Exercises to complete
1 – According to the concert review, which song did Williams open the show with?
2 – Translate this sentence from the concert review into Spanish: "It was as camp and glamorous as it sounds."
3 – Continue the review of the Robbie Williams concert from its last sentence.

Quoted text
Williams has been trying to channel a Dean Martin swagger since his Robbie Williams Show and Swing When You’re Winning a decade ago, but with this tour shit has gotten real. A ten-plus-piece band, eight fabulous dancers and a multimedia art deco set matched the ego he’s been banging on about in tunes for years.

Williams came up through the floor, behind a huge circular red curtain to kick off with newbie Shine My Shoes then into Irving Berlin’s iconic Puttin On The Ritz. It was as camp and glamorous as it sounds. Banter began pretty scripted -“let me reintroduce myself to you, my name is Robbie Fucking Williams and for the next two hours your arse is mine” – but there were enough departures during this schtick, including flirting with specific people several balconies up, an impromptu motorboat for a fan who insisted he signed her boobs and a ‘showbiz marriage’ to a fan onstage after singing That’s Amore.  Old Deano probably didn’t manage that, although he would have approved of the grope, no doubt.

Data
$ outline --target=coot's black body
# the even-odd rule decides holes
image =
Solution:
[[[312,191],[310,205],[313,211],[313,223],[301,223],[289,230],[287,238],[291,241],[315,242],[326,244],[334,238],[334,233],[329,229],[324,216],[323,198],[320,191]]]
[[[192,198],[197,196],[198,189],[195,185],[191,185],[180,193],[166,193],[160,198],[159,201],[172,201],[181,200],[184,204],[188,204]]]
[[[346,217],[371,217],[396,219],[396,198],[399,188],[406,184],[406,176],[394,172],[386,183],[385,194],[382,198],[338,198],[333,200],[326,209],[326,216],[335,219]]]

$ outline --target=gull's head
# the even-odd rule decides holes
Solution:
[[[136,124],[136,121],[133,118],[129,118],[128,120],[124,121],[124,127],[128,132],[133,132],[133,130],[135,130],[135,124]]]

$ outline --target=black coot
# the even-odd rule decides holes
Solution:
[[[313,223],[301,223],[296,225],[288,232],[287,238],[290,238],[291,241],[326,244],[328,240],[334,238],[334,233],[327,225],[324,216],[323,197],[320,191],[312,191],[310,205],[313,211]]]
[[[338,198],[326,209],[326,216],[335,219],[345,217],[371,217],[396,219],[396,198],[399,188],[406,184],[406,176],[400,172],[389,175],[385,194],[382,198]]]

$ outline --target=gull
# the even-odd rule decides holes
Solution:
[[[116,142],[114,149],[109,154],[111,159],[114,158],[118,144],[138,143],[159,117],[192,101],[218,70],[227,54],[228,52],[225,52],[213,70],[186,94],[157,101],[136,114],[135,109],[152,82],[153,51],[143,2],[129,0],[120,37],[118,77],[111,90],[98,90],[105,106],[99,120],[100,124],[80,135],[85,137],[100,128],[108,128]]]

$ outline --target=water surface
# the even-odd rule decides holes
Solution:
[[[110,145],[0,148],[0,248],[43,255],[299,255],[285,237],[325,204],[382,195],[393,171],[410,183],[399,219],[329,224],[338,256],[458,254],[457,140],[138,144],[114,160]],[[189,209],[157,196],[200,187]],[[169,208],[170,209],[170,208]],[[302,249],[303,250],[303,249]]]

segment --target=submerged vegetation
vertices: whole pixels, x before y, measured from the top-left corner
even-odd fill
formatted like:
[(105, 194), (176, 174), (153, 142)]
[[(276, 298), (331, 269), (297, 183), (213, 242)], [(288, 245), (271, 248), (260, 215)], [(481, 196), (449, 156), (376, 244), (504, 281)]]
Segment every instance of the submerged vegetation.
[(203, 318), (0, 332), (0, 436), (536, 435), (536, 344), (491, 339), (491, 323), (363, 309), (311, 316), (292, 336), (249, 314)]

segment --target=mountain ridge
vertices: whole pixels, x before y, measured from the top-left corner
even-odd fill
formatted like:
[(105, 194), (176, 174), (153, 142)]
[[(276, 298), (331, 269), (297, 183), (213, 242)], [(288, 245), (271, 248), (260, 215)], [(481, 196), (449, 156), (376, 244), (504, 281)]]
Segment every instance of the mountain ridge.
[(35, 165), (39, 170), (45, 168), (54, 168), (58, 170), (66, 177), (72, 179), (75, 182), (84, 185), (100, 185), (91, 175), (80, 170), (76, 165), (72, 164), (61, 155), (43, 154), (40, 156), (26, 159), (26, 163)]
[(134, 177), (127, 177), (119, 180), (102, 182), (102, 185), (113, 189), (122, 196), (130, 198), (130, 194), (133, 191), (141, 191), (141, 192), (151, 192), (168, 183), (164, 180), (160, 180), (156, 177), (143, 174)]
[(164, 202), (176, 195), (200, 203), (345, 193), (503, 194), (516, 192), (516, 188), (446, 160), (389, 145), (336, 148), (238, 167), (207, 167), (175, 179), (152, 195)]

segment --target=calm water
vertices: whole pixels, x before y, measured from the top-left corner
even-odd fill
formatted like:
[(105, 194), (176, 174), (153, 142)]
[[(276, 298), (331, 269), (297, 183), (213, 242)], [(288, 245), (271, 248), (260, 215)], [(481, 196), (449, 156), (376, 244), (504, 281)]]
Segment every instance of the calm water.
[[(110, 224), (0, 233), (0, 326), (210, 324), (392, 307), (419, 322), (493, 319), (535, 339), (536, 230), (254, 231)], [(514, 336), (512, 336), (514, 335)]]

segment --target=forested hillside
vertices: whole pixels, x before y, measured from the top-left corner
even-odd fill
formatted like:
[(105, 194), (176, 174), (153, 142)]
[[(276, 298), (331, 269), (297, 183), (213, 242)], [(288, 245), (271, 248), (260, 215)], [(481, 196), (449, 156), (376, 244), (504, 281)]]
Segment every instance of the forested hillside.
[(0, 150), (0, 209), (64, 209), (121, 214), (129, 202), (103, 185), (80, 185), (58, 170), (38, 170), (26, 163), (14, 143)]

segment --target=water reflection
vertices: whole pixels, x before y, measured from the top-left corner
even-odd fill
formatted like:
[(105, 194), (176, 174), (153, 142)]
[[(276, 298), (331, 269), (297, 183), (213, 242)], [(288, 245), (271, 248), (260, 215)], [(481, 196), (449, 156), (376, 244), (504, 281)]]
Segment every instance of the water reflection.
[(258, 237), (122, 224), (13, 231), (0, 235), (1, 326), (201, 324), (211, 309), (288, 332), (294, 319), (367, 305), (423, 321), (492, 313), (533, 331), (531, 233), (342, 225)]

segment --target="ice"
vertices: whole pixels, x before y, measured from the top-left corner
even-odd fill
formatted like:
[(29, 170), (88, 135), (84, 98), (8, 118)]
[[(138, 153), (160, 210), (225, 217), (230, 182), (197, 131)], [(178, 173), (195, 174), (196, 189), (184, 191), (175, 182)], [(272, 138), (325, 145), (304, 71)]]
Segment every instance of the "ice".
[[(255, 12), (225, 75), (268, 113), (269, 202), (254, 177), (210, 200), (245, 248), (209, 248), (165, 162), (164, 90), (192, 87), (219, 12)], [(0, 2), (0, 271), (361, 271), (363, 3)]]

Exercise results
1 – Shine My Shoes

2 – Fue tan camp y glamuroso como suena.

3 –
The evening’s set gave new album Swings Both Ways a good flogging, with the title tune (performed as a duet with Rufus Wainwright on the record) a particular highlight, as was No One Likes A Fat Popstar, complete with hoist and catsuit, and Soda Pop with a set dressed like a US navy ship rolled in glitter. Co-writer Guy Chambers featured in the band (as well as the ‘most reverend’ officiator of the fake fan showbiz wedding), and Williams’ dad did a duet after interval. Yes, interval.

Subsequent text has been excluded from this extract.